RECORDS PROVIDED
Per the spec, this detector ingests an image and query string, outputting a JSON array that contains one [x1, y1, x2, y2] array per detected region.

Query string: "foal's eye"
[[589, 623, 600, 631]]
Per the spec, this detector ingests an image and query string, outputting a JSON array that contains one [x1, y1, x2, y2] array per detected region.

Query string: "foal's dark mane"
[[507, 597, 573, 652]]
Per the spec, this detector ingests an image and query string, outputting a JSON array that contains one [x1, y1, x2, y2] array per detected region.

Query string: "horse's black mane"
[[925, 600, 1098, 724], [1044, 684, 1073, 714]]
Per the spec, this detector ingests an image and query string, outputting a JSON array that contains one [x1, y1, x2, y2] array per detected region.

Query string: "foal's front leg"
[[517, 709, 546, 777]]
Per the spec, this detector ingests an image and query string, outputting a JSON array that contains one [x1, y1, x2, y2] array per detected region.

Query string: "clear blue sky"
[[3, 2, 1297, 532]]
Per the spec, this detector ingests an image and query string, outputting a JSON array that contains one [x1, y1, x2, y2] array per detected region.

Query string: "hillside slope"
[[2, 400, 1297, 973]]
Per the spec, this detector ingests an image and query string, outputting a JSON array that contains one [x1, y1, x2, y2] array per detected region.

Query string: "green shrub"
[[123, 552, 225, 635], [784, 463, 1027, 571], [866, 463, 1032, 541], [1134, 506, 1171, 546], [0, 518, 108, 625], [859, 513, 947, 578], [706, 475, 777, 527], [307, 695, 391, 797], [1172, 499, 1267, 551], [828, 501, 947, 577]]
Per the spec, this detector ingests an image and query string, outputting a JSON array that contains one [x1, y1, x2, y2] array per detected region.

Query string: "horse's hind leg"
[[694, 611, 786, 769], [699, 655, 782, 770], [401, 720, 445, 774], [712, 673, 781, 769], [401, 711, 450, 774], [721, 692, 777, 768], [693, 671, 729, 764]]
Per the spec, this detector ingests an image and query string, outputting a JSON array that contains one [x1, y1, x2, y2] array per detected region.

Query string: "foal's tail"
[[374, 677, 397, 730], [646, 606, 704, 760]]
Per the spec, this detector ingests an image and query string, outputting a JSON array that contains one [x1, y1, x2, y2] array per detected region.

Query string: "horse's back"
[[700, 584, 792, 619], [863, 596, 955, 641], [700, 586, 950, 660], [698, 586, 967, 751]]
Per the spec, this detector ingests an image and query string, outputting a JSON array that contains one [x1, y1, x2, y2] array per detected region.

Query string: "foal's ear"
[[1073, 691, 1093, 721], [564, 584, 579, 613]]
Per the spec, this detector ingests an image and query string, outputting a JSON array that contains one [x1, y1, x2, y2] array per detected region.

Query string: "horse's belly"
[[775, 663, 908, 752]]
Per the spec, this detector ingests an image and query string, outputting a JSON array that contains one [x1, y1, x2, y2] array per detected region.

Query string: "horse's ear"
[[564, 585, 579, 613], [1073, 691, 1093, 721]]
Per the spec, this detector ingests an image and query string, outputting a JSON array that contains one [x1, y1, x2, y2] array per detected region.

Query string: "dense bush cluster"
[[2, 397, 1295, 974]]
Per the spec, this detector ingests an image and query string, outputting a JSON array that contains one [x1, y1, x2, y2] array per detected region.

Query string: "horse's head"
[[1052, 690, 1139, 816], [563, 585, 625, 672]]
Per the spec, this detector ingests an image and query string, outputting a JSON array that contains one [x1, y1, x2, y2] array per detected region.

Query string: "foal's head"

HOW TO COMPLETE THIS TASK
Your answer must be the complete listing, retyped exactly.

RESPONSE
Per the spec, this detector ingests an image and query string, outputting a JSON array that contains one [x1, y1, x2, y2] array per detected region.

Query string: "foal's eye"
[[589, 623, 600, 631]]
Per the spec, this detector ingests an image and query string, outputting a JSON array that contains one [x1, y1, x2, y2] array per detected region.

Query string: "foal's dark mane"
[[507, 597, 573, 652]]
Per the spec, this detector ingests an image and query string, outputting a JSON array that contains one [x1, y1, x2, y2] array per detected region.

Query string: "horse's black mane"
[[925, 600, 1098, 724], [1044, 684, 1073, 714]]
Per the spec, this detector ingests an image and query string, outputting a JSON array that contains one [x1, y1, x2, y2] array per detected region.

Query string: "foal's front leg"
[[517, 709, 546, 777]]
Per the spec, this detector ingests an image and query string, outputting a JSON array that contains one [x1, y1, x2, y2] array per detected region.

Query string: "clear blue sky"
[[3, 2, 1297, 532]]
Per the spec, this detector ingests an image and query string, outputting a JSON array that contains one [x1, y1, x2, y2] array per detected region.

Query string: "hillside slope"
[[2, 400, 1297, 973]]
Per the spec, this detector ingests an image and query string, outputting a JSON array that contains one [x1, y1, x2, y2] array per detected region.

Query string: "green shrub"
[[123, 552, 225, 635], [784, 463, 1027, 571], [866, 463, 1032, 541], [1134, 506, 1171, 546], [0, 518, 108, 625], [859, 513, 947, 578], [706, 475, 777, 527], [307, 695, 391, 797], [1172, 499, 1267, 551], [828, 501, 947, 577]]
Per the spec, this detector ingests an image and query string, outputting a JSON array that contains one [x1, y1, x2, y2] array per detected region.

Query string: "horse's hind leg"
[[694, 611, 786, 769], [699, 655, 782, 770], [401, 720, 445, 774], [712, 673, 781, 769], [401, 711, 450, 774], [721, 692, 777, 768], [693, 671, 729, 764]]
Per the spec, this detector ingests an image and query string, outputting a JSON array that contains one [x1, y1, x2, y2] array per detected region.

Query string: "foal's tail"
[[374, 677, 397, 730], [646, 606, 704, 760]]
Per the spec, this detector ingests an image and query string, outputting a JSON array that contains one [x1, y1, x2, y2] array per detected region.

Query string: "horse's back"
[[700, 584, 792, 619], [863, 596, 955, 641], [700, 586, 950, 660], [698, 586, 967, 751]]
Per the spec, this detector ingests an image and query string, outputting a JSON array that contains one [x1, y1, x2, y2] array per detected region.

Query string: "foal's ear"
[[1073, 691, 1093, 721], [564, 584, 579, 613]]
Per the spec, this detector ingests an image and query string, outputting a JSON array that contains one [x1, y1, x2, y2] array per detected region.

Query string: "horse's belly"
[[775, 663, 908, 752]]
Per the spec, this detector ingests an image and query string, outputting a JSON array that contains one [x1, y1, x2, y2] array per detected region.

Query string: "horse's ear"
[[564, 585, 579, 613], [1073, 691, 1093, 721]]
Per the spec, this detector ingests an image and query string, outputting a JSON array that contains one [x1, y1, x2, y2] array per detected region.

Query string: "dense bush cluster"
[[2, 397, 1295, 974]]
Per the spec, this detector ingests an image and query string, outputting a JSON array that contains one [x1, y1, x2, y2] array per detected region.

Query string: "horse's head"
[[1052, 690, 1139, 816], [563, 585, 625, 672]]
Per the spec, this detector ingests an image and query string, outputting a JSON array that contains one [x1, y1, x2, y2] array per detected region.

Query string: "foal's head"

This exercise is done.